**Study text**
>>>>
1. What is the literal translation of "Albus Dumbledore"?
2. "Occlumency" is not, in reality, a word. However, it seems to be derived from a familiar real word that means "to block". What is that word?
Preoccupo in latin means to block. (Occupo is to grasp.)
3. Remus Lupin, the werewolf, has a name that is a double reminder of his traits. From what languages are his two names derived?
Lupin is French. I think Remus is Latin.
4. Percy Weasley's owl takes its name, quite appropriately, from the Greek messenger god. Who is this god?
5. Many of the creatures studied in the Care of Magical Creatures class or encountered by Hogwarts students are based on mythological animals while many others were made up. Name a mythological animal which is studied and/or encountered by Hogwarts students.
6. Harry is tried for the "crime" of using magic outside Hogwarts by the Wizengamot. From what culture is the name "Wizengamot" derived?
From Anglo-Saxon England (the Witan, also known as the Witenagemot)
7. The hospital in OotP is called St. Mungo's Hospital for Magical Maladies and Injuries. Who was the real St. Mungo?
Saint Kentigern, the late 6th century apostle of the Brythonic Kingdom of Strathclyde in modern Scotland, and patron saint and founder of the city of Glasgow.
8. Dobby the house-elf gets his name from another kind of creature. In English folklore, what is a dobby?
9. Mundungus Fletcher is a disreputable little wizard with a penchant for trading in stolen goods. What exactly does mundungus mean?
Dust of unmanufactured tobacco leaves. (In the Navy, it is any useless or unwanted material.)
10. Harry's arch-nemesis throughout OotP is Professor Umbridge. Why is her name appropriate for her?
Umbrage means "shade or shawdow; a feeling of pique or resentment at some often fancied slight or insult."
<<<<
**Aim of the exercise**
Quote everything in the Harry Potter names quiz above from "5. Many of the" down to "city of Glasgow.".

**Supplied material**
>>>>
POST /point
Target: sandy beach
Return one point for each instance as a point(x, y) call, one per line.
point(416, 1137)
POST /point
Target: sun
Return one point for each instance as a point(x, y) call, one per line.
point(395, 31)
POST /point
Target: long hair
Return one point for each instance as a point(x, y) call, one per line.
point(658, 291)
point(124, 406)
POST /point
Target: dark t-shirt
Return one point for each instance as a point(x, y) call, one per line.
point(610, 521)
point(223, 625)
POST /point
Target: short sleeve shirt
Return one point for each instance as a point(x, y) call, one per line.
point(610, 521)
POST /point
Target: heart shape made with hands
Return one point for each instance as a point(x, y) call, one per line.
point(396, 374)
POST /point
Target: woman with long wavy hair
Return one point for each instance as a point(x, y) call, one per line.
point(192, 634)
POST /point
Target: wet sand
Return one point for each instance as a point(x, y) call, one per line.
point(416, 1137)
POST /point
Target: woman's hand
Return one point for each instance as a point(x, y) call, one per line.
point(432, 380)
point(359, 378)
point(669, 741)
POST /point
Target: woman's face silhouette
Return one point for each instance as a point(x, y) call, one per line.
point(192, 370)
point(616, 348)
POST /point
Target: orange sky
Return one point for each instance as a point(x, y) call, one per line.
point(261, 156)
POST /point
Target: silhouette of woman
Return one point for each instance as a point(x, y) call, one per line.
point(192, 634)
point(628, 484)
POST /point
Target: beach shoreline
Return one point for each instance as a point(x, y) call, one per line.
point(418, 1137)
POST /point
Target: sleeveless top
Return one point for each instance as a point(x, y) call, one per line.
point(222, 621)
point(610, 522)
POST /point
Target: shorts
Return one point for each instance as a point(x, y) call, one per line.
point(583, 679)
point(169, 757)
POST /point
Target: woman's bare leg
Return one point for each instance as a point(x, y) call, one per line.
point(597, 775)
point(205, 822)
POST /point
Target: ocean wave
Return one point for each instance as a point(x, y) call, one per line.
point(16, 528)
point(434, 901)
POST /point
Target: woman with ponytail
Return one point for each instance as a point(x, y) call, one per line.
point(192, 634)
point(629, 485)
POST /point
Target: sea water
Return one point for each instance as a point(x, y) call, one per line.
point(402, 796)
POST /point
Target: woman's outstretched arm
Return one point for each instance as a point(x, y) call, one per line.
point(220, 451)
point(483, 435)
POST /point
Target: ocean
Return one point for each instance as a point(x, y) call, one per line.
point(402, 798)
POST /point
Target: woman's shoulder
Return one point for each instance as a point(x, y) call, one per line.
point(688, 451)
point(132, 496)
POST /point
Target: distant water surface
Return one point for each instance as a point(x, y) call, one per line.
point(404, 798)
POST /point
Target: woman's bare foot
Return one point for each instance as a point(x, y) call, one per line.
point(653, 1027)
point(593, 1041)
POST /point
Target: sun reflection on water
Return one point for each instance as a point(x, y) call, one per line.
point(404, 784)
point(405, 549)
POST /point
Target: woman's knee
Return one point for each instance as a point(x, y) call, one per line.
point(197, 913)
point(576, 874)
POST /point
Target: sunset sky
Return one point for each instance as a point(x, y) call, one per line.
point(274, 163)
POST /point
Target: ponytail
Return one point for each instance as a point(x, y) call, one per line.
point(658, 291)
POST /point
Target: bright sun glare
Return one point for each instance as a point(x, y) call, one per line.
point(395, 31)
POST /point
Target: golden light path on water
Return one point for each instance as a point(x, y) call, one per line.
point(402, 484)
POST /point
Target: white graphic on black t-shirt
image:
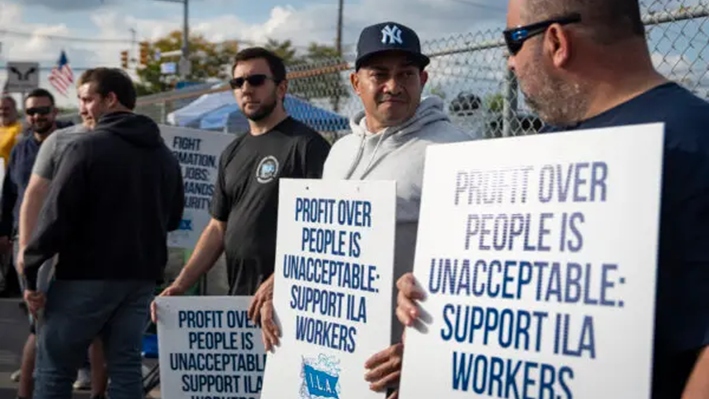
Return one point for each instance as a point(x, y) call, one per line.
point(267, 169)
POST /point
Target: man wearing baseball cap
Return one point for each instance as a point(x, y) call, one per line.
point(388, 142)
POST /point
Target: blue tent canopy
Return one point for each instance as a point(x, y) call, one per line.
point(230, 116)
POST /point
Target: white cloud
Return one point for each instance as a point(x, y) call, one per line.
point(303, 25)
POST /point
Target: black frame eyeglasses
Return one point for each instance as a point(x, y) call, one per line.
point(253, 80)
point(515, 37)
point(39, 111)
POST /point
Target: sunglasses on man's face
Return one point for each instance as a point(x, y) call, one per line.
point(253, 80)
point(38, 111)
point(515, 37)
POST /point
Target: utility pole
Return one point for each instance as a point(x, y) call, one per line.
point(133, 35)
point(184, 66)
point(338, 48)
point(338, 40)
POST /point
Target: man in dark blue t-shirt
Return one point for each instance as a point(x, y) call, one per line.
point(584, 65)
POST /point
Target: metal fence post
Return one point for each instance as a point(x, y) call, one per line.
point(510, 125)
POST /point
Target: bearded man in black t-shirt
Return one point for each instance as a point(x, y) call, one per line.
point(244, 207)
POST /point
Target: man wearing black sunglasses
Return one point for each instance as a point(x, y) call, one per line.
point(40, 114)
point(586, 64)
point(245, 203)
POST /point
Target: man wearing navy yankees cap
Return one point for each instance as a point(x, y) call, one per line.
point(388, 142)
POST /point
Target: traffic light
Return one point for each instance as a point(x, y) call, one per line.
point(144, 53)
point(124, 59)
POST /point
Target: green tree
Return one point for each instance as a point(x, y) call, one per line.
point(208, 60)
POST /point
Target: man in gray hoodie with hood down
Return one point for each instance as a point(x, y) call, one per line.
point(389, 142)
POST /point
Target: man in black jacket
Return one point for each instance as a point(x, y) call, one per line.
point(115, 196)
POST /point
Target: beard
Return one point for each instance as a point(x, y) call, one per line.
point(556, 101)
point(42, 127)
point(263, 111)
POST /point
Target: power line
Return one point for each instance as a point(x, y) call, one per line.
point(479, 5)
point(64, 38)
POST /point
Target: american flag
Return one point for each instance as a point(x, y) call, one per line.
point(62, 76)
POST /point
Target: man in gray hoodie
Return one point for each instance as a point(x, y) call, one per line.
point(388, 142)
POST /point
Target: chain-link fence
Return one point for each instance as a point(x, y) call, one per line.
point(468, 71)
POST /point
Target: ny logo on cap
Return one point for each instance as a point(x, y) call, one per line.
point(391, 35)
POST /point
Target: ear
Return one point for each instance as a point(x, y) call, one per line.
point(282, 88)
point(354, 81)
point(557, 44)
point(111, 100)
point(424, 78)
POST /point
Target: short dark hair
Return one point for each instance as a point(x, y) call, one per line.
point(111, 80)
point(275, 63)
point(607, 21)
point(39, 92)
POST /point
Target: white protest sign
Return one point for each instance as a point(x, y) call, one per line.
point(538, 258)
point(208, 348)
point(198, 152)
point(333, 286)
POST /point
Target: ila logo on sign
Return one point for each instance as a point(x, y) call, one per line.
point(320, 378)
point(391, 35)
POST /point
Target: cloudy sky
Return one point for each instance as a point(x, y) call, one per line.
point(93, 32)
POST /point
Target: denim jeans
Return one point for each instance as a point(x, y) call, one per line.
point(78, 311)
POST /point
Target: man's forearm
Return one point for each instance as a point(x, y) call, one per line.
point(31, 205)
point(698, 384)
point(209, 247)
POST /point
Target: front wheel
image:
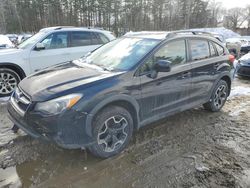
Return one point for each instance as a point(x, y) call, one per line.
point(219, 97)
point(9, 80)
point(112, 131)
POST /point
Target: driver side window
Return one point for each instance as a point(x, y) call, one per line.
point(56, 40)
point(174, 52)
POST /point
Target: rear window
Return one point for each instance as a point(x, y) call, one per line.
point(220, 49)
point(212, 50)
point(199, 49)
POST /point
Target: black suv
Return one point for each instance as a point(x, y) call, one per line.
point(97, 102)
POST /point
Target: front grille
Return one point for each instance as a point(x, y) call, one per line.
point(20, 101)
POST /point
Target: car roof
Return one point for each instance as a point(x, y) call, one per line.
point(71, 28)
point(162, 35)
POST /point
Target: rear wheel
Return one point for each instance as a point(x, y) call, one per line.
point(112, 131)
point(219, 97)
point(9, 80)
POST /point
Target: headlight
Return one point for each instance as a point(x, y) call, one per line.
point(58, 105)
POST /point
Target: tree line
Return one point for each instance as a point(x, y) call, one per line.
point(119, 16)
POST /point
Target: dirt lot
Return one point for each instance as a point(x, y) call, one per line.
point(193, 149)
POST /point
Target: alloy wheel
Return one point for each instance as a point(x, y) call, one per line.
point(113, 133)
point(220, 96)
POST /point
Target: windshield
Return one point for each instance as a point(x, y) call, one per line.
point(31, 41)
point(121, 54)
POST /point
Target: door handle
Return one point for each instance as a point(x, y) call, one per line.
point(186, 74)
point(216, 65)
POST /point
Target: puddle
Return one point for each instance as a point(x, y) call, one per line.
point(62, 164)
point(3, 100)
point(239, 90)
point(9, 178)
point(240, 108)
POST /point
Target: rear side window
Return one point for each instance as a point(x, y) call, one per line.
point(212, 50)
point(199, 49)
point(175, 52)
point(80, 38)
point(220, 49)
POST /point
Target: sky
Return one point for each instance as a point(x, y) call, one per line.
point(234, 3)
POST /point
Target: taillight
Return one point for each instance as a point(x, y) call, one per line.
point(231, 58)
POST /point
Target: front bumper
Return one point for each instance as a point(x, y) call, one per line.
point(244, 70)
point(67, 130)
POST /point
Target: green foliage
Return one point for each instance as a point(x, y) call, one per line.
point(118, 16)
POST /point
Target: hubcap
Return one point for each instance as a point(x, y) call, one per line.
point(8, 83)
point(220, 96)
point(113, 133)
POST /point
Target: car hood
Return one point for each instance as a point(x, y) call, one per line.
point(62, 79)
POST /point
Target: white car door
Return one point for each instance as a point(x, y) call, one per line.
point(56, 51)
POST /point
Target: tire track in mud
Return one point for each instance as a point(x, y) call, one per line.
point(193, 149)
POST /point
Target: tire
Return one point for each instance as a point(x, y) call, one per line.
point(112, 131)
point(9, 80)
point(218, 98)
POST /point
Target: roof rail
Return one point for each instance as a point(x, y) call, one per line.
point(55, 28)
point(173, 33)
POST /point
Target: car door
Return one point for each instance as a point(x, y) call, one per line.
point(165, 92)
point(82, 42)
point(204, 61)
point(55, 51)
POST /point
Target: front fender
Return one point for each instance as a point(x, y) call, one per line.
point(107, 101)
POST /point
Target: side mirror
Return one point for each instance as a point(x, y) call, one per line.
point(39, 46)
point(162, 66)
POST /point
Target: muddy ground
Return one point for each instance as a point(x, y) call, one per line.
point(193, 149)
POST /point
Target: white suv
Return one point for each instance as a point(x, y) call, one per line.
point(50, 46)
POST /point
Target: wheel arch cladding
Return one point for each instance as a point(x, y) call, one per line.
point(124, 101)
point(15, 68)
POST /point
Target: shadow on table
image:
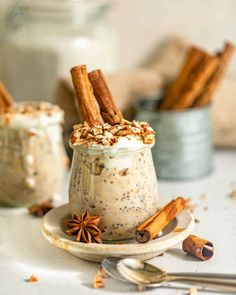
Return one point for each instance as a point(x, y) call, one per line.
point(180, 254)
point(25, 244)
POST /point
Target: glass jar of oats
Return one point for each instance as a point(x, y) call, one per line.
point(33, 158)
point(117, 183)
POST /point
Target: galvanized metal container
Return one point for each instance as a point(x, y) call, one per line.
point(183, 148)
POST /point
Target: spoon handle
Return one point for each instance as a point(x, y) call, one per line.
point(216, 283)
point(205, 275)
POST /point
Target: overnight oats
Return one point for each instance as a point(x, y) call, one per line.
point(113, 175)
point(33, 158)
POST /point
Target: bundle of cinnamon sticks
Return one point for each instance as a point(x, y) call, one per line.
point(6, 101)
point(198, 79)
point(94, 98)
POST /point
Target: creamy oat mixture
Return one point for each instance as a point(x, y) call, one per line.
point(32, 154)
point(116, 180)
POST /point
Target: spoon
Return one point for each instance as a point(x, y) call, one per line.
point(143, 273)
point(109, 265)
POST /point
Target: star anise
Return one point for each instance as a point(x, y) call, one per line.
point(41, 209)
point(85, 228)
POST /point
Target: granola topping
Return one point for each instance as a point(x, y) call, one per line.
point(109, 135)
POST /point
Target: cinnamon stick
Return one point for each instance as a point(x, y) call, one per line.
point(6, 101)
point(198, 247)
point(214, 81)
point(196, 82)
point(150, 228)
point(193, 59)
point(87, 103)
point(104, 97)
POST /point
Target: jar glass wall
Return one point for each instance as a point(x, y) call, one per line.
point(119, 185)
point(33, 159)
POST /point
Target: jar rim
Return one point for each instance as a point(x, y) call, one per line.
point(81, 6)
point(110, 150)
point(40, 118)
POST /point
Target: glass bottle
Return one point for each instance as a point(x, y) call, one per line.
point(47, 37)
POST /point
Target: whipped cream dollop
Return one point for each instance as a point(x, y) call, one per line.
point(125, 135)
point(31, 114)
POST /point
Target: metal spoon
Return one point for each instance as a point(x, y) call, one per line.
point(109, 265)
point(140, 272)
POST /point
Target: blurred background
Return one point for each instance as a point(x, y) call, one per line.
point(140, 45)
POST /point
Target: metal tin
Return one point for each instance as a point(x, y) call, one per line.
point(184, 146)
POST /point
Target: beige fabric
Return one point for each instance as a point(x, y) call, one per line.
point(157, 71)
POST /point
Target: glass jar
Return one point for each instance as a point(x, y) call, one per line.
point(33, 159)
point(120, 185)
point(47, 37)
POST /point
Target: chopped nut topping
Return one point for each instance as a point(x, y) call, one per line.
point(41, 209)
point(99, 279)
point(178, 229)
point(193, 291)
point(123, 172)
point(108, 135)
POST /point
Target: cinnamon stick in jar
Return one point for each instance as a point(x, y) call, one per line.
point(6, 101)
point(214, 81)
point(152, 226)
point(193, 59)
point(198, 247)
point(87, 103)
point(195, 83)
point(109, 110)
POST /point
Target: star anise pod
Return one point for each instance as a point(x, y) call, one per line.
point(41, 209)
point(85, 228)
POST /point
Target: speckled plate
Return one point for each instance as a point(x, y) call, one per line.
point(54, 231)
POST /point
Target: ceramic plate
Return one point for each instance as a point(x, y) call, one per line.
point(54, 231)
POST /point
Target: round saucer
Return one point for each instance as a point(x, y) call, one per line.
point(54, 231)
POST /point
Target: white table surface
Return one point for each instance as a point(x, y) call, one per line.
point(24, 251)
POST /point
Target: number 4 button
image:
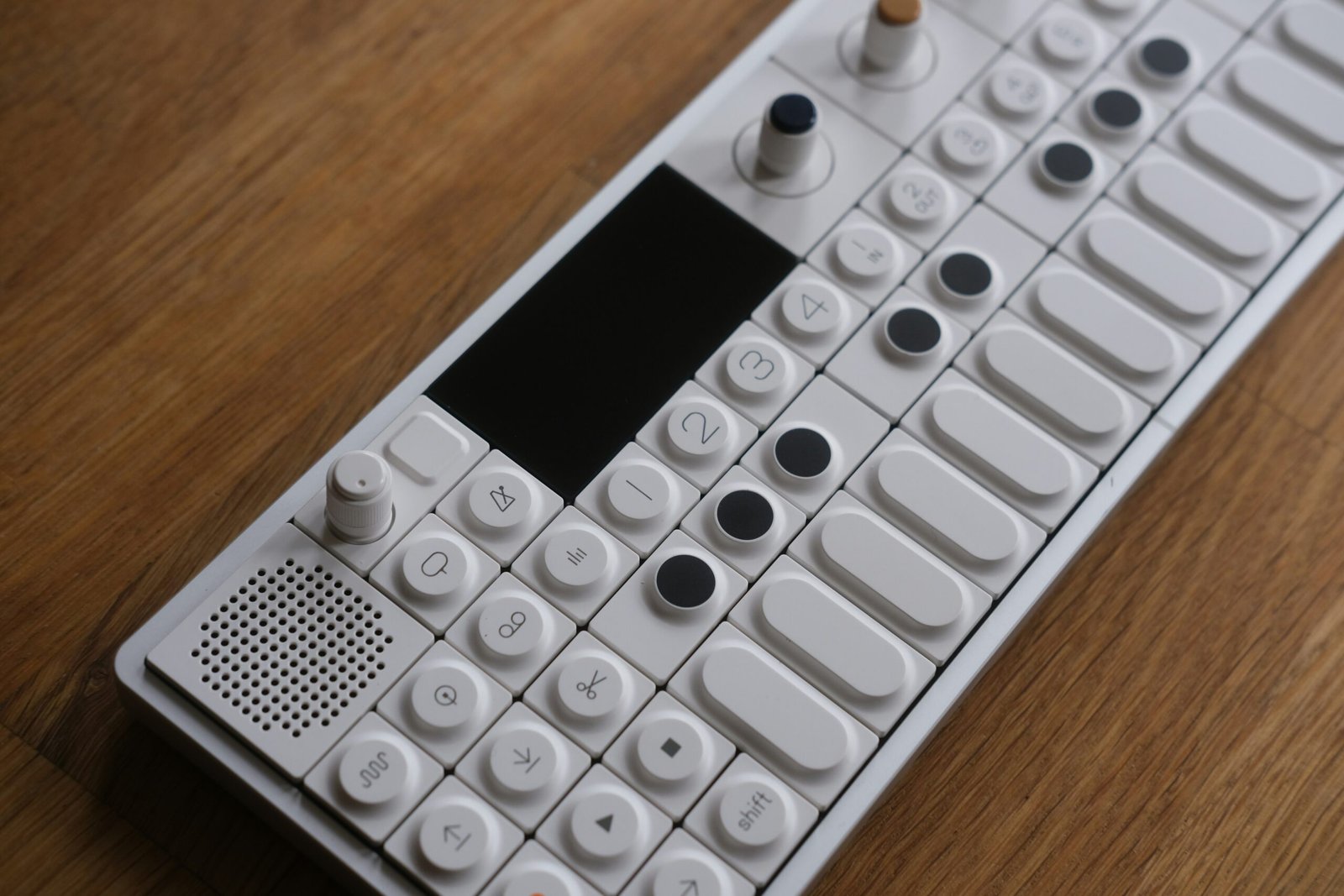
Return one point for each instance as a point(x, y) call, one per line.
point(810, 315)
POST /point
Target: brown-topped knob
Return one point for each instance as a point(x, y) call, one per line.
point(893, 33)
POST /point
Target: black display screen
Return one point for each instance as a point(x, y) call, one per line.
point(566, 378)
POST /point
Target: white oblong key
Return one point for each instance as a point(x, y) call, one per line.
point(1156, 266)
point(961, 515)
point(774, 708)
point(1253, 156)
point(1316, 29)
point(1055, 380)
point(1106, 322)
point(1000, 441)
point(1294, 98)
point(900, 577)
point(1205, 210)
point(833, 637)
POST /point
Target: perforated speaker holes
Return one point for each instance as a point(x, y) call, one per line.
point(292, 647)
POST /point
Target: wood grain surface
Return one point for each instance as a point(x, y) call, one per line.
point(228, 228)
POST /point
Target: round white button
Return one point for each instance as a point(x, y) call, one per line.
point(523, 761)
point(1018, 92)
point(591, 687)
point(360, 476)
point(444, 696)
point(604, 824)
point(539, 882)
point(867, 253)
point(1068, 40)
point(756, 365)
point(669, 748)
point(638, 490)
point(501, 500)
point(575, 558)
point(374, 772)
point(918, 197)
point(968, 144)
point(752, 813)
point(811, 308)
point(454, 837)
point(510, 626)
point(698, 427)
point(434, 567)
point(676, 876)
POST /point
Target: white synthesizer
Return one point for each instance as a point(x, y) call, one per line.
point(659, 570)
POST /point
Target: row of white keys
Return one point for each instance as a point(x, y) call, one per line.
point(815, 445)
point(810, 315)
point(1304, 105)
point(1048, 385)
point(1206, 217)
point(1252, 160)
point(1180, 289)
point(1001, 450)
point(887, 574)
point(780, 719)
point(832, 644)
point(1110, 332)
point(944, 510)
point(1310, 31)
point(428, 452)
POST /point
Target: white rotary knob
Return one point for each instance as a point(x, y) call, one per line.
point(893, 33)
point(790, 134)
point(360, 497)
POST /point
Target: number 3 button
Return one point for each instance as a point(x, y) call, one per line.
point(754, 374)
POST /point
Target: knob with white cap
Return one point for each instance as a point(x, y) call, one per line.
point(893, 33)
point(790, 134)
point(360, 497)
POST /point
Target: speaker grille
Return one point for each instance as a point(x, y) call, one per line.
point(292, 651)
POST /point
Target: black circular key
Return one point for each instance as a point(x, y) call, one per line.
point(1166, 58)
point(913, 331)
point(745, 515)
point(965, 275)
point(685, 580)
point(803, 453)
point(1117, 109)
point(1068, 164)
point(793, 114)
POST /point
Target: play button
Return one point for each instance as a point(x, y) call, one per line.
point(605, 824)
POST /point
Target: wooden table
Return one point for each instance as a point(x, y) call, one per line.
point(226, 228)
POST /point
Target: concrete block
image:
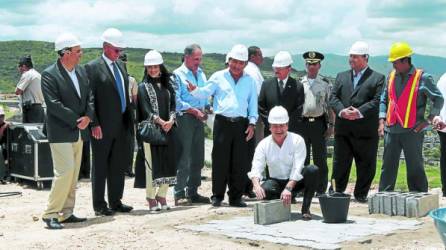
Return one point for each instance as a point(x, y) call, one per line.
point(269, 212)
point(420, 204)
point(377, 202)
point(387, 200)
point(401, 203)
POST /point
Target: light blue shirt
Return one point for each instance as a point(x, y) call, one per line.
point(73, 77)
point(231, 99)
point(184, 100)
point(357, 77)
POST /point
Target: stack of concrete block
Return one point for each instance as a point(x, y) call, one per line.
point(269, 212)
point(410, 204)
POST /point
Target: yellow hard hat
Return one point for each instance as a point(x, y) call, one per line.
point(399, 50)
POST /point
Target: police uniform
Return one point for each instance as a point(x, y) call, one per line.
point(315, 119)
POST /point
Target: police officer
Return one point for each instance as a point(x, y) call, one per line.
point(317, 122)
point(28, 88)
point(401, 113)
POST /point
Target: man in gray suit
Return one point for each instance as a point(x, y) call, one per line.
point(112, 130)
point(355, 100)
point(70, 109)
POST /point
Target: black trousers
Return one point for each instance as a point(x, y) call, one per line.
point(411, 144)
point(230, 158)
point(85, 163)
point(274, 187)
point(109, 164)
point(33, 113)
point(363, 150)
point(443, 161)
point(313, 132)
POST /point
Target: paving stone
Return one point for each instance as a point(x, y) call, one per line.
point(420, 204)
point(269, 212)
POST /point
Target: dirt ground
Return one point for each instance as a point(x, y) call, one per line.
point(22, 228)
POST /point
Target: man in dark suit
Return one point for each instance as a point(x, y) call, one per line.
point(282, 90)
point(70, 109)
point(112, 129)
point(355, 101)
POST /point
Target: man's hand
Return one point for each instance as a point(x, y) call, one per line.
point(259, 191)
point(285, 196)
point(190, 86)
point(438, 123)
point(167, 126)
point(250, 132)
point(381, 128)
point(351, 113)
point(197, 113)
point(83, 122)
point(96, 132)
point(329, 132)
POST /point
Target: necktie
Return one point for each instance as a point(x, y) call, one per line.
point(281, 87)
point(119, 87)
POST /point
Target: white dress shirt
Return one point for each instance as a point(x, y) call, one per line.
point(110, 66)
point(253, 70)
point(284, 162)
point(441, 85)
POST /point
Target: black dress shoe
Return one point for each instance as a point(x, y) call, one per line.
point(104, 212)
point(216, 202)
point(122, 208)
point(129, 174)
point(237, 203)
point(199, 199)
point(73, 219)
point(361, 199)
point(53, 223)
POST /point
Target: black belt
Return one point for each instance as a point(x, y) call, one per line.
point(312, 119)
point(231, 119)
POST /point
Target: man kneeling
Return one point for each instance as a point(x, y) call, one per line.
point(284, 154)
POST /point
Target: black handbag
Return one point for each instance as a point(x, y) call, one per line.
point(149, 132)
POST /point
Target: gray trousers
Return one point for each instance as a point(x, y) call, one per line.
point(412, 145)
point(190, 155)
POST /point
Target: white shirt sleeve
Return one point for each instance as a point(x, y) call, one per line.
point(24, 81)
point(258, 161)
point(300, 153)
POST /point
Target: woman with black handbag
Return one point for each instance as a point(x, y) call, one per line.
point(156, 116)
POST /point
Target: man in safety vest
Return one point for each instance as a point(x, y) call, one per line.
point(402, 122)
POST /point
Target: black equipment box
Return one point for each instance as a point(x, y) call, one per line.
point(29, 154)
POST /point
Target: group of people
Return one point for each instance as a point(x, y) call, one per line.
point(264, 133)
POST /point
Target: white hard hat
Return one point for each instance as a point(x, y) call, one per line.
point(278, 115)
point(66, 40)
point(359, 48)
point(282, 59)
point(239, 52)
point(114, 37)
point(153, 57)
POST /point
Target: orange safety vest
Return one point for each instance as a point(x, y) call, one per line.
point(403, 109)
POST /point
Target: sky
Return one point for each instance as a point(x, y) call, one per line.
point(328, 26)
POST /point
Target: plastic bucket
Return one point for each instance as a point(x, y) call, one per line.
point(439, 216)
point(334, 207)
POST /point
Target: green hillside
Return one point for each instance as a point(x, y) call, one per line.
point(43, 54)
point(334, 64)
<<<<
**Worked solution**
5. Many of the creatures studied in the Care of Magical Creatures class or encountered by Hogwarts students are based on mythological animals while many others were made up. Name a mythological animal which is studied and/or encountered by Hogwarts students.
6. Harry is tried for the "crime" of using magic outside Hogwarts by the Wizengamot. From what culture is the name "Wizengamot" derived?
From Anglo-Saxon England (the Witan, also known as the Witenagemot)
7. The hospital in OotP is called St. Mungo's Hospital for Magical Maladies and Injuries. Who was the real St. Mungo?
Saint Kentigern, the late 6th century apostle of the Brythonic Kingdom of Strathclyde in modern Scotland, and patron saint and founder of the city of Glasgow.